**Problem statement:** Starting with the line that contains "Warehouse picking: mark the baggage container" and going on through the line that contains "(1154, 461)", write out those records again, request lines included, raising every coordinate in the answer points by 49. Give only those lines.
* BEGIN *
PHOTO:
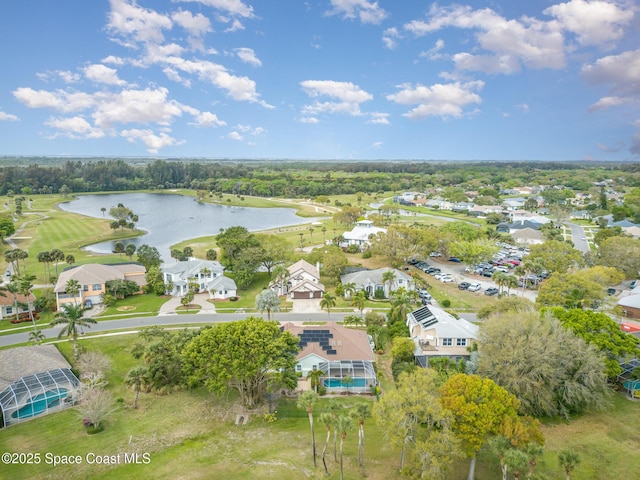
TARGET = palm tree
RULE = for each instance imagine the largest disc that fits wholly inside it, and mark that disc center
(400, 307)
(569, 460)
(269, 301)
(346, 381)
(314, 377)
(36, 337)
(13, 288)
(45, 258)
(361, 412)
(279, 274)
(118, 248)
(359, 301)
(344, 423)
(72, 287)
(130, 250)
(71, 316)
(388, 278)
(327, 420)
(306, 401)
(137, 377)
(25, 287)
(56, 256)
(349, 289)
(327, 303)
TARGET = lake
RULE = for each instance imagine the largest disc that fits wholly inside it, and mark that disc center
(169, 219)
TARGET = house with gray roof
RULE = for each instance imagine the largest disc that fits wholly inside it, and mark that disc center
(205, 275)
(372, 280)
(92, 279)
(437, 333)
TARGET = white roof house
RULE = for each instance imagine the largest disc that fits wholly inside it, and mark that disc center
(371, 280)
(437, 333)
(207, 274)
(361, 233)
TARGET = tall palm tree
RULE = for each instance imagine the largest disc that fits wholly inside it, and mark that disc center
(569, 460)
(361, 412)
(327, 420)
(57, 256)
(279, 274)
(349, 289)
(45, 258)
(71, 316)
(327, 303)
(13, 288)
(344, 423)
(359, 301)
(25, 287)
(72, 287)
(137, 377)
(306, 401)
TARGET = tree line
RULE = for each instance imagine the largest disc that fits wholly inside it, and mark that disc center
(295, 179)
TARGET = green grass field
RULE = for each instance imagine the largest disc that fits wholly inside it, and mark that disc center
(192, 435)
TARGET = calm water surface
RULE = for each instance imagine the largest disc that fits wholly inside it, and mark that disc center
(169, 219)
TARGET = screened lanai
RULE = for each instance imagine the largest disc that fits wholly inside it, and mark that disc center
(34, 381)
(38, 394)
(361, 373)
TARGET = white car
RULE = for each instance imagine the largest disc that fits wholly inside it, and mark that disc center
(474, 287)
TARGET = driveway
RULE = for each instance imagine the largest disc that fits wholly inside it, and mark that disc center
(306, 305)
(169, 307)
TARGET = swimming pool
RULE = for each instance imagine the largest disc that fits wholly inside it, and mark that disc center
(337, 382)
(40, 403)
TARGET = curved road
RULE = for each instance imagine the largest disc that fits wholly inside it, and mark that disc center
(133, 324)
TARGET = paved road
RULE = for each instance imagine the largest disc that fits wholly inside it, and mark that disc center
(165, 320)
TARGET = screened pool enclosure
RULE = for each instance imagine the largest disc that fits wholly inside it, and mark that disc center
(38, 394)
(356, 376)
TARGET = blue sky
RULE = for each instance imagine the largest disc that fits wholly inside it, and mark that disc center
(322, 79)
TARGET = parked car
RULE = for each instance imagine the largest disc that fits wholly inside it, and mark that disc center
(474, 287)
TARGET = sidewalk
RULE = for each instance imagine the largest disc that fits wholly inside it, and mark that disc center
(169, 307)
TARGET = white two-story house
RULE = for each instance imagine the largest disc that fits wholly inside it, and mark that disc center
(204, 275)
(437, 333)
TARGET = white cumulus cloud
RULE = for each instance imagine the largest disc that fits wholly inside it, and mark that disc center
(441, 100)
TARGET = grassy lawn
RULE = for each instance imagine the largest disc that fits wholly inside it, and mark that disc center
(193, 432)
(46, 227)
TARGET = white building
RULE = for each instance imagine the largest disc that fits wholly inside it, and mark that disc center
(361, 233)
(208, 275)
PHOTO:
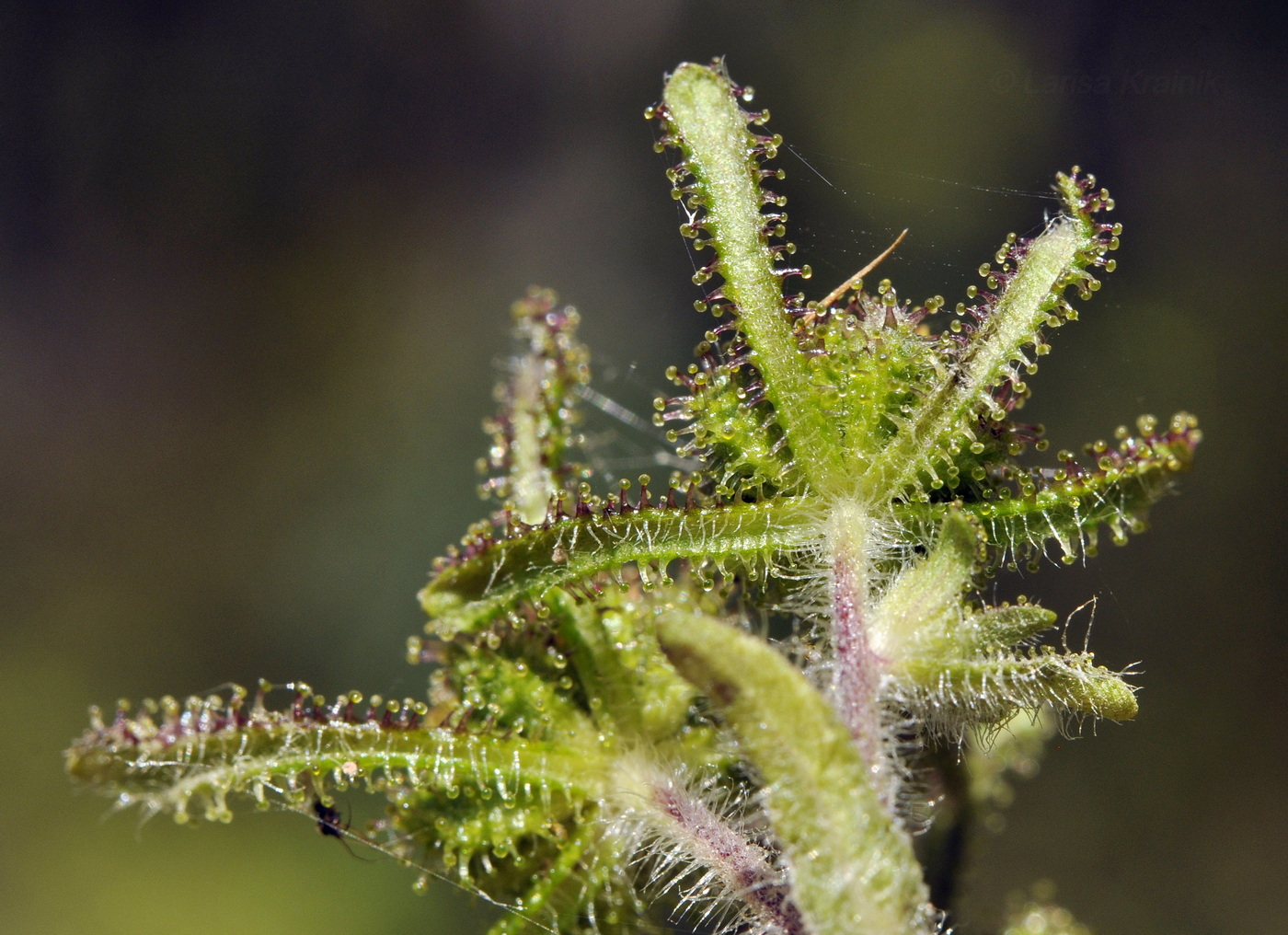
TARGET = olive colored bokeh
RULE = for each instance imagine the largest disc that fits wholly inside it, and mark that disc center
(255, 265)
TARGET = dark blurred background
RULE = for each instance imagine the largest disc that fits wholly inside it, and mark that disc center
(255, 265)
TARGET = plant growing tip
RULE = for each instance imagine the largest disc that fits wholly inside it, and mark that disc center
(605, 738)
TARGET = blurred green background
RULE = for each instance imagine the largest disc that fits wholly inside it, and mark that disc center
(255, 261)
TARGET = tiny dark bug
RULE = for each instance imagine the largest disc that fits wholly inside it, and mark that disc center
(331, 825)
(328, 819)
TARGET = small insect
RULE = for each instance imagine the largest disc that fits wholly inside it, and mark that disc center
(331, 825)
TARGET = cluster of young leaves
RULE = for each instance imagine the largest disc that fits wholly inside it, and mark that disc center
(608, 734)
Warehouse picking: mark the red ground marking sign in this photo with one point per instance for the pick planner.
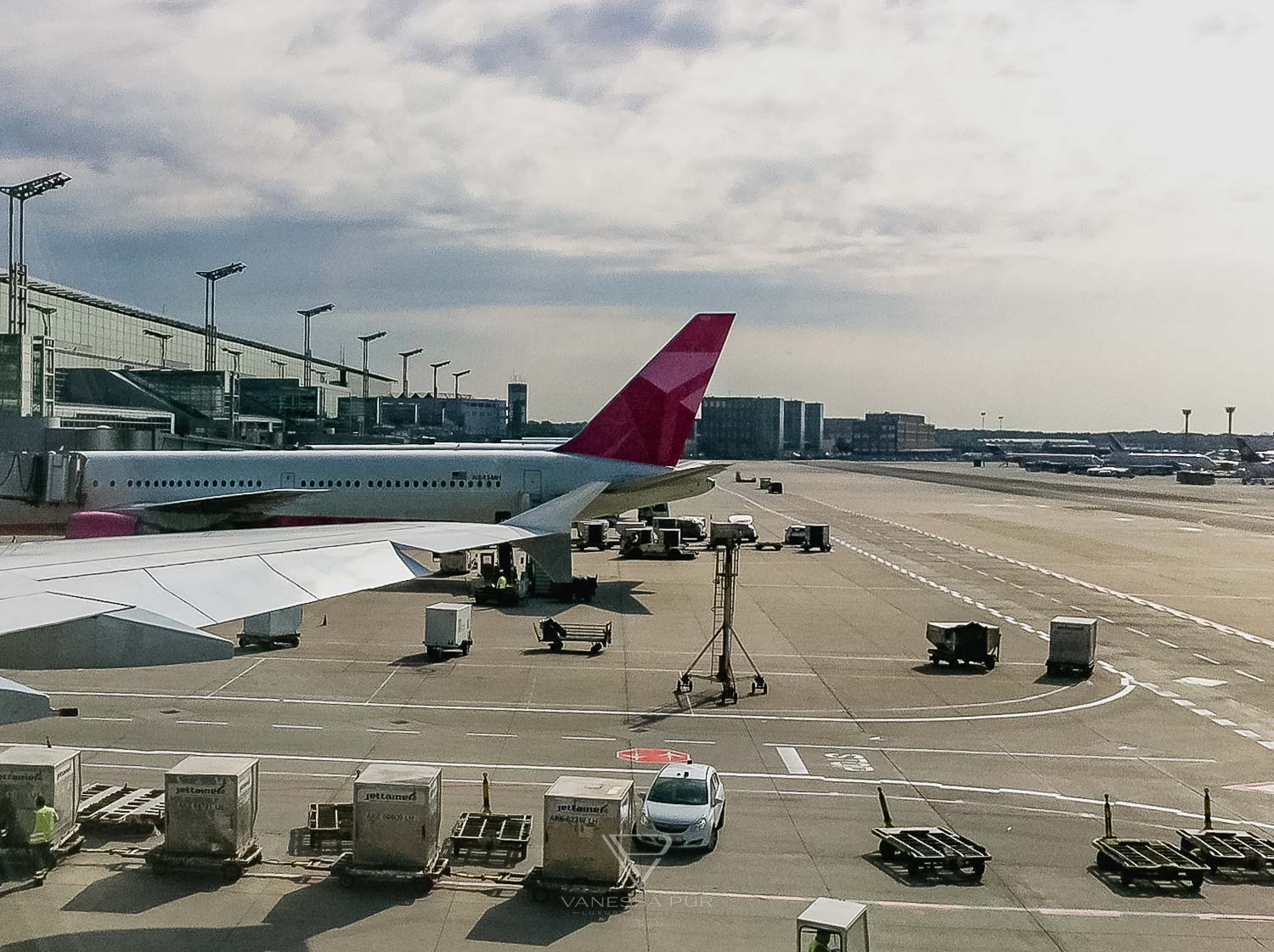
(652, 755)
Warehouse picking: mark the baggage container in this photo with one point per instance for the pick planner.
(53, 773)
(963, 643)
(448, 628)
(211, 806)
(397, 816)
(1072, 645)
(588, 824)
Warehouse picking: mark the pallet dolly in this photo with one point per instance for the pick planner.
(349, 873)
(1146, 859)
(1227, 849)
(929, 848)
(231, 868)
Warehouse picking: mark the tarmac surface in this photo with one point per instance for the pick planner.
(1017, 760)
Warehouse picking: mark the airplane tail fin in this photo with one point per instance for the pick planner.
(651, 418)
(1245, 451)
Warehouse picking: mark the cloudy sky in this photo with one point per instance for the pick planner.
(1057, 211)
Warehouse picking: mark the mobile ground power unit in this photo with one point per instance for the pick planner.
(53, 773)
(1072, 645)
(448, 628)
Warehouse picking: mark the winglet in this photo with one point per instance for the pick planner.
(651, 418)
(557, 515)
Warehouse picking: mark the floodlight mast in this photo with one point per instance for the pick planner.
(211, 279)
(436, 366)
(18, 252)
(307, 313)
(407, 356)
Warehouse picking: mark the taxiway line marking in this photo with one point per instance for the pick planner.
(246, 671)
(792, 760)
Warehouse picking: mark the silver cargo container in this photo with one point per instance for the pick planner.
(211, 806)
(1072, 644)
(397, 816)
(53, 773)
(588, 830)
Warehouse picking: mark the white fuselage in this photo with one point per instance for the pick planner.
(466, 486)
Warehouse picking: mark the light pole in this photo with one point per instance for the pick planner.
(211, 279)
(307, 313)
(441, 363)
(407, 356)
(234, 354)
(18, 262)
(48, 381)
(367, 339)
(163, 344)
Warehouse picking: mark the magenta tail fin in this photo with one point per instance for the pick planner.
(651, 418)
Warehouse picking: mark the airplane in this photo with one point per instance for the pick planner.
(1254, 468)
(634, 445)
(147, 600)
(1154, 461)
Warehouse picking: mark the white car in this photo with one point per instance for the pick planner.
(685, 807)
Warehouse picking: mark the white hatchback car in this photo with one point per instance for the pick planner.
(685, 807)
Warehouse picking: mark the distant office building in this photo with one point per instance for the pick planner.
(812, 441)
(892, 432)
(794, 425)
(516, 409)
(741, 427)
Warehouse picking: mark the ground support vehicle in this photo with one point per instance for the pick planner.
(963, 643)
(115, 807)
(555, 634)
(492, 837)
(1146, 859)
(351, 873)
(927, 849)
(1227, 849)
(229, 868)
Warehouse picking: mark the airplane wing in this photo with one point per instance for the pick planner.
(142, 600)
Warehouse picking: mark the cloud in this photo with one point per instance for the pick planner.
(899, 168)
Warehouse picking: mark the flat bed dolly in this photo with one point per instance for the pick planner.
(351, 873)
(543, 887)
(1227, 849)
(1146, 859)
(231, 868)
(929, 848)
(555, 634)
(492, 837)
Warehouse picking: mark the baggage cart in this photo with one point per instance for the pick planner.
(1227, 849)
(492, 837)
(963, 643)
(1146, 859)
(1072, 646)
(927, 849)
(555, 634)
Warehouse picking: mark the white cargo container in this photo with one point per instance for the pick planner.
(53, 773)
(1072, 645)
(211, 806)
(588, 830)
(397, 816)
(448, 628)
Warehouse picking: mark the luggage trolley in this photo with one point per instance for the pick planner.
(929, 848)
(1146, 859)
(1227, 849)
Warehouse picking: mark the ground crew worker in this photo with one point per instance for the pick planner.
(42, 835)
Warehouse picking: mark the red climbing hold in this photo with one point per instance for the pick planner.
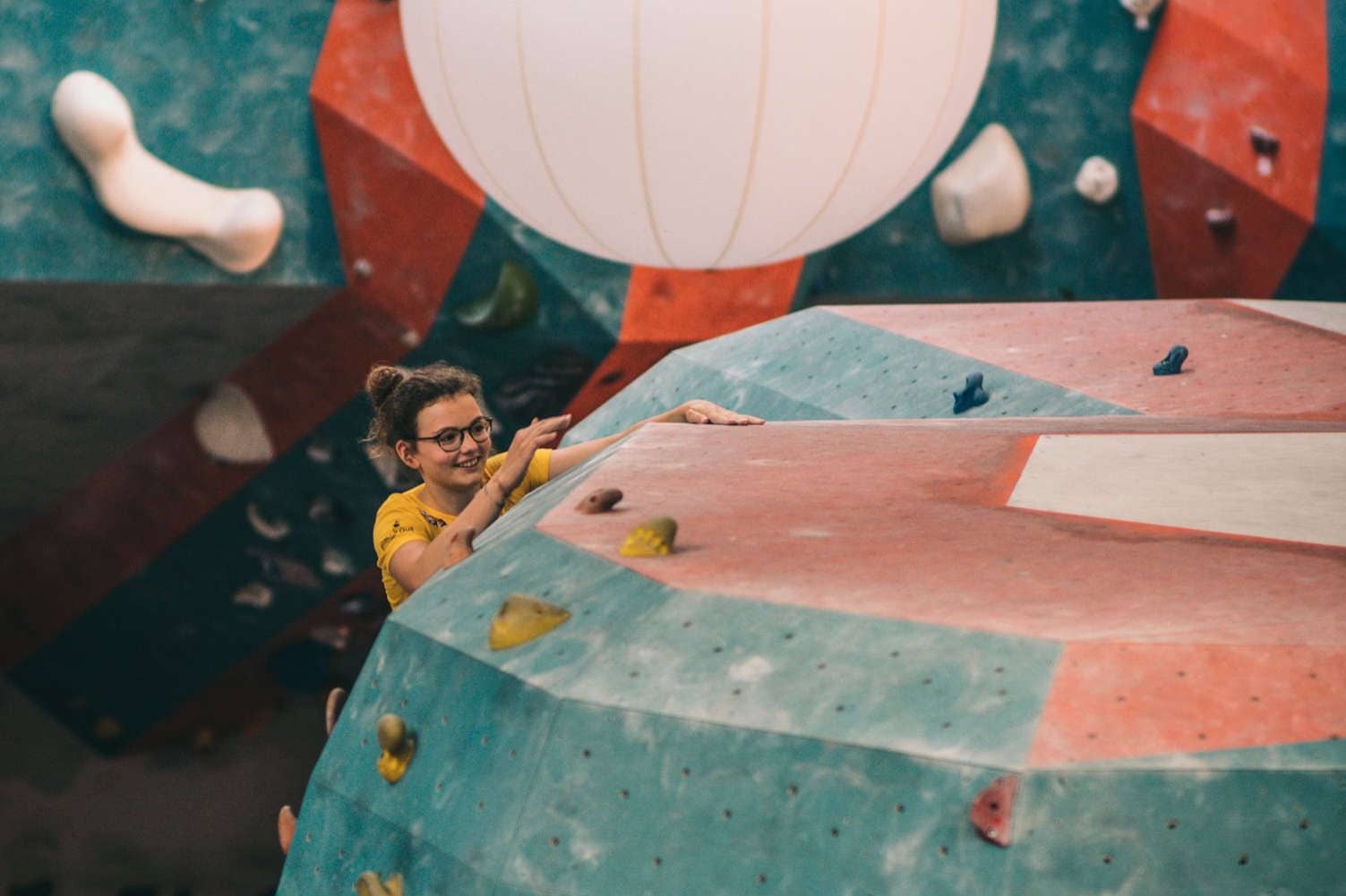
(992, 810)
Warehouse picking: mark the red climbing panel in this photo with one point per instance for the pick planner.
(404, 209)
(1215, 72)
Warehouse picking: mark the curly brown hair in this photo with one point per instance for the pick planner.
(399, 396)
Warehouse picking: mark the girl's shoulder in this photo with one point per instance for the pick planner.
(408, 499)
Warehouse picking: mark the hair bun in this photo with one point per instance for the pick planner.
(382, 382)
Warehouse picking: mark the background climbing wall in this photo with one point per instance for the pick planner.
(112, 339)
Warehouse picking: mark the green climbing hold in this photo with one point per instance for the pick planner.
(510, 304)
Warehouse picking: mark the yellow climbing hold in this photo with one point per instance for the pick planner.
(652, 538)
(398, 744)
(369, 884)
(521, 619)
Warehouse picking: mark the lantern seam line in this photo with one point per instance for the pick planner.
(859, 136)
(953, 75)
(537, 138)
(639, 133)
(757, 132)
(462, 125)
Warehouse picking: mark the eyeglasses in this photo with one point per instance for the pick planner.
(450, 439)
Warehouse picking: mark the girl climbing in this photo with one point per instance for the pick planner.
(431, 417)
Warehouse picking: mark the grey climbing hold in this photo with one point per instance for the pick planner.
(1172, 363)
(971, 396)
(1220, 219)
(1265, 144)
(510, 304)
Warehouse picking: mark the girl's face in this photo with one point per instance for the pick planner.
(459, 468)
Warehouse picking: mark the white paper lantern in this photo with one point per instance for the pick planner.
(698, 133)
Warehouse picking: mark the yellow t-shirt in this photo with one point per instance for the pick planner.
(404, 516)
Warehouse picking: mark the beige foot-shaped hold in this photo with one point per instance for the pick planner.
(286, 828)
(1142, 10)
(984, 192)
(236, 229)
(335, 700)
(1097, 181)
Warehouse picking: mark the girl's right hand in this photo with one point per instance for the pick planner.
(540, 433)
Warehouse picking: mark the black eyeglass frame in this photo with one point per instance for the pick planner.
(458, 432)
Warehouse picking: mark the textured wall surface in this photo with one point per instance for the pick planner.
(843, 654)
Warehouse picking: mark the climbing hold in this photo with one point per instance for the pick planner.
(270, 527)
(992, 810)
(1221, 221)
(971, 396)
(254, 595)
(369, 884)
(599, 500)
(1097, 181)
(286, 828)
(335, 700)
(1142, 10)
(107, 728)
(337, 564)
(284, 569)
(510, 304)
(984, 192)
(398, 744)
(1172, 363)
(230, 430)
(521, 619)
(652, 538)
(236, 229)
(1265, 146)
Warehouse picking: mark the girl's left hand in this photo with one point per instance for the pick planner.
(707, 412)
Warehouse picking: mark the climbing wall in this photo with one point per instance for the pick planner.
(430, 269)
(1083, 636)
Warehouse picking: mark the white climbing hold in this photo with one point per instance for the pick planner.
(230, 430)
(984, 192)
(236, 229)
(1142, 10)
(1097, 181)
(337, 564)
(270, 527)
(256, 595)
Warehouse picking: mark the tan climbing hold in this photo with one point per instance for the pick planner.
(984, 192)
(335, 700)
(652, 538)
(371, 884)
(286, 828)
(521, 619)
(399, 747)
(599, 500)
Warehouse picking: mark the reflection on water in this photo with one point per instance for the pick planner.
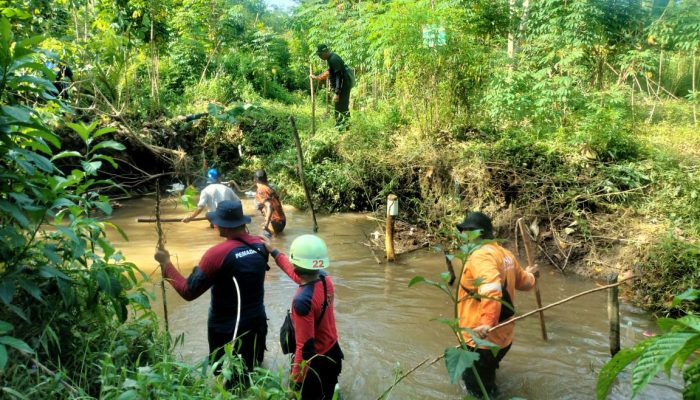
* END *
**Solution for this exercise:**
Warehouse picking: mark the baggage container in this photo with one point per instance for the pick planner.
(102, 822)
(1012, 692)
(497, 677)
(260, 855)
(446, 865)
(1121, 694)
(637, 873)
Warehouse picking: mark the pallet dolly in this photo with one point per instance for the pick planner.
(398, 922)
(1195, 908)
(1276, 898)
(978, 897)
(280, 917)
Warehouse picking: mark the tarmac surface in this photo with one point per instance for the pick planner.
(1066, 809)
Warehouse picking: mark the airplane tail fin in this photo with one point per instance for the pick planner.
(700, 467)
(1294, 500)
Warehouse picking: mark the cloudy sky in this photo with one point per instance for the pick planner.
(1106, 260)
Warehouse picking: mark the mobile ground power unit in this photo with one point per instance for the pick planner.
(102, 822)
(1121, 694)
(497, 677)
Warehouse picking: mark the winglet in this photo with one point per instance for the pick planner.
(700, 467)
(606, 564)
Warehouse picking: mark the floodlight mast in this photo with one point per instance for the pick planner.
(260, 328)
(485, 415)
(67, 301)
(356, 362)
(456, 405)
Warehouse picking: mark the taxiway line marking in this photo with one point per instance for the pick planner.
(295, 720)
(841, 809)
Warehouse picking: mark the silver cargo container in this photo with one point per instance for the pick planner.
(260, 855)
(1121, 693)
(446, 865)
(102, 822)
(637, 879)
Warehouse picking: mark the white fuselage in this photo with one point per instance for the pick planner.
(515, 535)
Warehouse picking: mark the light pole in this photo with one point per instance for the pick planner.
(260, 328)
(356, 362)
(490, 412)
(456, 405)
(283, 403)
(67, 311)
(97, 430)
(416, 388)
(212, 393)
Warehouse picking: mark the magenta tail fin in this photo with one point per instance for the pick planner.
(700, 467)
Warehouse picking: mark the airplane in this photo with one point per instance for the pick planner.
(1303, 517)
(683, 494)
(196, 649)
(1203, 510)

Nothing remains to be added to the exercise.